• [THE TASK]:
Reproduce the records below without changes, starting at the line that contains "point_to(query) puts a dot on the shrub, one" and stopping after the line that contains "column 191, row 462".

• [RECORDS SUPPLIED]:

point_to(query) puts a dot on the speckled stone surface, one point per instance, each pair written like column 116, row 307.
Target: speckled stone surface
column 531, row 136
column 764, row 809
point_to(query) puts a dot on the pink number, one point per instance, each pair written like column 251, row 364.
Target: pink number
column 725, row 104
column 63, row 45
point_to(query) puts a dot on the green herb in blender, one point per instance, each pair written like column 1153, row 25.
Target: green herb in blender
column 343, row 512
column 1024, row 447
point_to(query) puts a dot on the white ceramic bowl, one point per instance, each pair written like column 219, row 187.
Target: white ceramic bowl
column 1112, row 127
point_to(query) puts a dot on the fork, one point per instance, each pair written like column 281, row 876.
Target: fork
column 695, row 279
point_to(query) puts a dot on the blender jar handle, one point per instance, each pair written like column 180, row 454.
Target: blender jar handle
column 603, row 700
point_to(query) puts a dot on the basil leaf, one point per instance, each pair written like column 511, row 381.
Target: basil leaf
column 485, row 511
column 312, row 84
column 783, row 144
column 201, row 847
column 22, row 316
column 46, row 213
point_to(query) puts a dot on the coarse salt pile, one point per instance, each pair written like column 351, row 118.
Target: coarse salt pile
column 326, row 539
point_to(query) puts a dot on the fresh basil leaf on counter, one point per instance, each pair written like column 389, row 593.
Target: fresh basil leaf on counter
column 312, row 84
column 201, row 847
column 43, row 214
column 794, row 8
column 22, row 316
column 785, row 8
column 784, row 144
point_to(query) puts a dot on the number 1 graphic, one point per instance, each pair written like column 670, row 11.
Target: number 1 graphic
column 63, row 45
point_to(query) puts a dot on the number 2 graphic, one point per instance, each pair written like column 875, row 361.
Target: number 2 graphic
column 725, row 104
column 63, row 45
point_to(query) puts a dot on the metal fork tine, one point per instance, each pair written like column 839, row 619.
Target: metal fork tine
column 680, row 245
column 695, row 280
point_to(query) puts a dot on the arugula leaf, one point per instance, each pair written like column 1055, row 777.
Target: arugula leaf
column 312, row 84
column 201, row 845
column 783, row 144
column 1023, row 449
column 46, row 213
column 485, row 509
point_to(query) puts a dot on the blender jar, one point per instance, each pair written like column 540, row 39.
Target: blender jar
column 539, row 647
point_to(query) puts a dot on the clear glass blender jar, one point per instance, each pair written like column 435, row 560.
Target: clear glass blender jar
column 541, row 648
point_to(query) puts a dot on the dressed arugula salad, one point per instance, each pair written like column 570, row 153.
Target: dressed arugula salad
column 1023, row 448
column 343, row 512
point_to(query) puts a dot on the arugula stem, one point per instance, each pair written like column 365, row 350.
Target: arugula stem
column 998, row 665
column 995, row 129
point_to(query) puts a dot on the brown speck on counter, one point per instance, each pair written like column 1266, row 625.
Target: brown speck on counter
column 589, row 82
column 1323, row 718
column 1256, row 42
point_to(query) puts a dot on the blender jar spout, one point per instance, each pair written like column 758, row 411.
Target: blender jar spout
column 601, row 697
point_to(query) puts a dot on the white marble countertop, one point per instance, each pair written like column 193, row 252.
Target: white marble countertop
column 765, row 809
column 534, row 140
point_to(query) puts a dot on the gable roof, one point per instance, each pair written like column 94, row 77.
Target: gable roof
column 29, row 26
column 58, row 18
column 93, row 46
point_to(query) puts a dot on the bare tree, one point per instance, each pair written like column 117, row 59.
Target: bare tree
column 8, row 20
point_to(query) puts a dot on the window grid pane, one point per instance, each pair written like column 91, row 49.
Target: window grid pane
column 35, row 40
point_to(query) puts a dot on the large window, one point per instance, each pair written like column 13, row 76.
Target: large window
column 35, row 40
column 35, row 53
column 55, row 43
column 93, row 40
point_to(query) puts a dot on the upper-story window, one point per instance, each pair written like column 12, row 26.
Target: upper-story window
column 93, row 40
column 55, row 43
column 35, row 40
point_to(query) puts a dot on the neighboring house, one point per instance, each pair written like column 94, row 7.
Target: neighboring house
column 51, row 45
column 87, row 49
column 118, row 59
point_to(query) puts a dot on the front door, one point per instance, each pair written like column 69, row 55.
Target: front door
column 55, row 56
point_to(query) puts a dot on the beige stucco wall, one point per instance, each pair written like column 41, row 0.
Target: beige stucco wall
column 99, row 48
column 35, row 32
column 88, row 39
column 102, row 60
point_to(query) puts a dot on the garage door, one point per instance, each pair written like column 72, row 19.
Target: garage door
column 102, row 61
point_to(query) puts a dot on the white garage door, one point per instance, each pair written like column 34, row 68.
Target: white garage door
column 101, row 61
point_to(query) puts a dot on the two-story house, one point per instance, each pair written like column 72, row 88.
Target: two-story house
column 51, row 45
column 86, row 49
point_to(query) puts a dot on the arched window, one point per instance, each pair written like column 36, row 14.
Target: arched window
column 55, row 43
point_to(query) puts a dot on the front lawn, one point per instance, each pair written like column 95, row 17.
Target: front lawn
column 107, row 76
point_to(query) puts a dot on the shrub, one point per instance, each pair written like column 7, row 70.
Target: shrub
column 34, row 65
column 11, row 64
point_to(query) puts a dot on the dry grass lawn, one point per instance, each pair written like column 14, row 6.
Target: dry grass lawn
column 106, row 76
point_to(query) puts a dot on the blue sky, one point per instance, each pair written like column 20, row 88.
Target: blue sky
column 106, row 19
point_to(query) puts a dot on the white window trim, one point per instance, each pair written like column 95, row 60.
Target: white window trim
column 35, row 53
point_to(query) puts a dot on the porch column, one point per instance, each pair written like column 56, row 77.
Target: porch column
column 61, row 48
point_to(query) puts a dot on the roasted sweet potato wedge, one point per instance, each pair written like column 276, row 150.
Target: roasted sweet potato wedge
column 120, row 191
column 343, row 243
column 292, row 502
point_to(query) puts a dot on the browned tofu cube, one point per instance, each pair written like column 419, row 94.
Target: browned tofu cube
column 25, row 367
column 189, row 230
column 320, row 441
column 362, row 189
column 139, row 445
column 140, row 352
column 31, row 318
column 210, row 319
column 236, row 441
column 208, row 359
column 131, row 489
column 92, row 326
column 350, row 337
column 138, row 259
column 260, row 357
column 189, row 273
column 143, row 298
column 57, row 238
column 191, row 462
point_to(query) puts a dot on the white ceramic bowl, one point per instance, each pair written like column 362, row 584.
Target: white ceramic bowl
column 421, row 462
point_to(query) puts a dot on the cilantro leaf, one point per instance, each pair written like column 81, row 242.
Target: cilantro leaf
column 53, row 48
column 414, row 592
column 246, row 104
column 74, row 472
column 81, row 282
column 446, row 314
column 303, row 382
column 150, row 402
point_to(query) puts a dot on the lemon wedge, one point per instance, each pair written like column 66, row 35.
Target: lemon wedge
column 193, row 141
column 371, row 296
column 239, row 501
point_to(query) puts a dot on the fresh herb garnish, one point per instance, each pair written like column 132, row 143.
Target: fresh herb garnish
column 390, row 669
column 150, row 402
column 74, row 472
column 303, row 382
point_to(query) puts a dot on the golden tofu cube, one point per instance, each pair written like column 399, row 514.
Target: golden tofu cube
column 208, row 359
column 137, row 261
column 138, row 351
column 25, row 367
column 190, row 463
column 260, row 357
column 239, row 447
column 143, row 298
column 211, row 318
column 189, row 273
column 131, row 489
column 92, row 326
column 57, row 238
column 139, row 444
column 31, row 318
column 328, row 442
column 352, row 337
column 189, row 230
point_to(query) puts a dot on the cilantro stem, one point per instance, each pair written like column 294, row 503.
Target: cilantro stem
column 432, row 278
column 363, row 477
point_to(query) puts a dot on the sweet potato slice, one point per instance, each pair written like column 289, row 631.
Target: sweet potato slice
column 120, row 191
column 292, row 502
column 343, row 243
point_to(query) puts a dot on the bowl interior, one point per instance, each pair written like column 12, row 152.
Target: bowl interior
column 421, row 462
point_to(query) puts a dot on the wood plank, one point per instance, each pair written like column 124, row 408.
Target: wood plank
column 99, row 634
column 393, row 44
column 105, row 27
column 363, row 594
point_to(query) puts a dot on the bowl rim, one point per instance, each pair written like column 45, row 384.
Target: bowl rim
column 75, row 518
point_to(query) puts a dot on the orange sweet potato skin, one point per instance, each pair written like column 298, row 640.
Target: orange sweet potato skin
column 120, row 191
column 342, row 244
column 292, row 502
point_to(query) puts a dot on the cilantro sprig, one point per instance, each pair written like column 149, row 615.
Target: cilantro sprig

• [TASK OUTPUT]:
point_to(query) puts a dot on the shrub, one point per instance, each pair written like column 7, row 70.
Target: shrub
column 34, row 65
column 11, row 64
point_to(query) puts a dot on the dry grass lawn, one point per instance, each pair written like column 14, row 6.
Target: dry grass lawn
column 106, row 76
point_to(query) puts a dot on the blue sky, one point per instance, each pair written like column 20, row 88.
Target: blue sky
column 106, row 19
point_to(query) puts a dot on the white window trim, one point per instance, each pair written like column 95, row 60.
Target: white window trim
column 35, row 53
point_to(query) puts a dot on the porch column, one point per instance, each pair written like column 56, row 77.
Target: porch column
column 61, row 48
point_to(query) puts a dot on the roasted sweet potato wedge, one point per instance, each pair written like column 276, row 150.
Target: roasted sweet potato wedge
column 120, row 191
column 343, row 243
column 292, row 502
point_to(query) puts a dot on the browned tofu cube, one point per instance, each pair written like column 419, row 94.
Target: browned tofu cube
column 25, row 367
column 189, row 230
column 320, row 441
column 362, row 189
column 139, row 445
column 140, row 352
column 31, row 318
column 210, row 319
column 236, row 441
column 208, row 359
column 131, row 489
column 92, row 326
column 350, row 337
column 138, row 259
column 260, row 357
column 189, row 273
column 143, row 298
column 57, row 238
column 191, row 462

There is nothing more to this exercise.